Rename "Pins" to "Points" in the part of the records that runs from the start through the line containing "[(438, 170), (174, 93), (71, 273), (304, 179)]", leaving everything else unchanged. Leave the pictures out of your answer.

begin Entries

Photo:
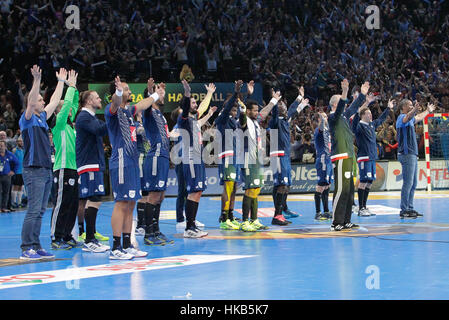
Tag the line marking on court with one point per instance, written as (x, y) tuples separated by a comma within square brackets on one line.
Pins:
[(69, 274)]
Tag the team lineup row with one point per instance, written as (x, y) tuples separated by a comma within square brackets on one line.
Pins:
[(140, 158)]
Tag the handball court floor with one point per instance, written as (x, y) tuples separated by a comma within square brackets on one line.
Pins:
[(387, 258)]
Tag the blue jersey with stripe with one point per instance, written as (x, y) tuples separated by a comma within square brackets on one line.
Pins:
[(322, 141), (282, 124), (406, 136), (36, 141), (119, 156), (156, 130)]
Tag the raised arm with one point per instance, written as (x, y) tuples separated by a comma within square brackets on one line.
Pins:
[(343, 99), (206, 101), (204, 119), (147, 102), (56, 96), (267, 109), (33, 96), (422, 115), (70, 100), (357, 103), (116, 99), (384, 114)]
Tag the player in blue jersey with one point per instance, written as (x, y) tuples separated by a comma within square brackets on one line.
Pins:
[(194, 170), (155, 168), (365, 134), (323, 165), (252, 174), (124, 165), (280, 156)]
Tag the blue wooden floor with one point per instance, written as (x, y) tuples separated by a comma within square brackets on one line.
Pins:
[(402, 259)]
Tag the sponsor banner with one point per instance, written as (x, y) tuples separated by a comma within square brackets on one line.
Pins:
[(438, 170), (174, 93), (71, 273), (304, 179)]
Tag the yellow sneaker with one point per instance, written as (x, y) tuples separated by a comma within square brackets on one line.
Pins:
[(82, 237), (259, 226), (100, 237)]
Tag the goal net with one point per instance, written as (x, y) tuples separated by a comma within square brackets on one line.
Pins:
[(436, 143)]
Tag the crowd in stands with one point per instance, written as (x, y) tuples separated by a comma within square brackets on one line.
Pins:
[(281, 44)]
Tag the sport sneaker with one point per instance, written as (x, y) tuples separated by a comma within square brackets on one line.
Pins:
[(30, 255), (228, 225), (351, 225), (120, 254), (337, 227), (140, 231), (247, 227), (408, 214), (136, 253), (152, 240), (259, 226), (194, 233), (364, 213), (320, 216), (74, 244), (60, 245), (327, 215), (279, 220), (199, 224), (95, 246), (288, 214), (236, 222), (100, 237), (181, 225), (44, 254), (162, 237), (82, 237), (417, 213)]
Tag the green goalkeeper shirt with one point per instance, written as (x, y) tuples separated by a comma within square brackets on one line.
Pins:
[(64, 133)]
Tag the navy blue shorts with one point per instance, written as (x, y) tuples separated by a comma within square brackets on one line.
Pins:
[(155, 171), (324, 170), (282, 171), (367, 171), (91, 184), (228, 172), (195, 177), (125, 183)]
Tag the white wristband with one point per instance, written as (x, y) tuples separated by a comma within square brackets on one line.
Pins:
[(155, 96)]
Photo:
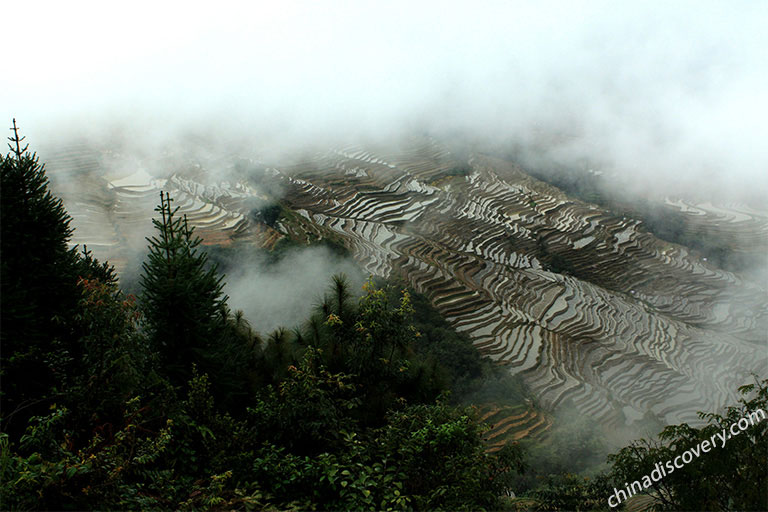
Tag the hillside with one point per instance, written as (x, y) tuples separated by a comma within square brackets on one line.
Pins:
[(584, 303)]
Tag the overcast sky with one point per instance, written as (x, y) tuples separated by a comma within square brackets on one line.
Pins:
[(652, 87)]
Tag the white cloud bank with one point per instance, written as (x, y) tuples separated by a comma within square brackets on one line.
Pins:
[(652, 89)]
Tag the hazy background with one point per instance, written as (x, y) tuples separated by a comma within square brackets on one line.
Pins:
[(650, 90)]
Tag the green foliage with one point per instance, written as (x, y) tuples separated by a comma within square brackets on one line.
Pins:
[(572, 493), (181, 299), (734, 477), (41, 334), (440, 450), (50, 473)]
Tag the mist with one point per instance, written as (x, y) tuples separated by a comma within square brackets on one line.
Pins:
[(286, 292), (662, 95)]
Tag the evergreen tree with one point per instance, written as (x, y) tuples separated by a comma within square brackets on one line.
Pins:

end Entries

== Full response ==
Photo:
Tag the line marking on court with one point per instance, written as (x, y) tuples separated by a comma within square brackets on one line.
Points:
[(69, 274)]
Tag the team lineup row with one point per instance, written as (x, y) tuples separated by a comma within square brackets on one line.
Points:
[(140, 158)]
Tag the handball court floor with one point per instance, written as (x, y) tuples separated by a comma within square brackets on one line.
Points:
[(387, 258)]
Tag the blue jersey with stripe with one point per instance, written as (x, y) tuples separated by a comma within square brackets on one line.
Points:
[(322, 141), (282, 124), (406, 136), (36, 141), (119, 156), (156, 130)]
Tag the raised arm with one point per instance, written as (x, y) tuples separated by a comma within square brackets on one line.
Points:
[(343, 99), (206, 101), (204, 119), (147, 102), (56, 96), (267, 109), (33, 96), (422, 115), (70, 100), (357, 103), (116, 99), (384, 114)]
Tag the player in blue jersey with one point per instance, written as (x, y) tuples separated by a comma within square brackets on one line.
Points:
[(194, 170), (155, 168), (365, 134), (323, 165), (252, 174), (124, 165), (280, 156)]
Tag the blue wooden floor with one point per instance, written as (x, y) tuples separated by a comma within square brackets on one line.
Points:
[(402, 259)]
Tag the sponsor banner with one point per instance, written as (x, y) tuples separated by a comma within square brackets on one line.
Points:
[(438, 170), (174, 93), (71, 273), (304, 179)]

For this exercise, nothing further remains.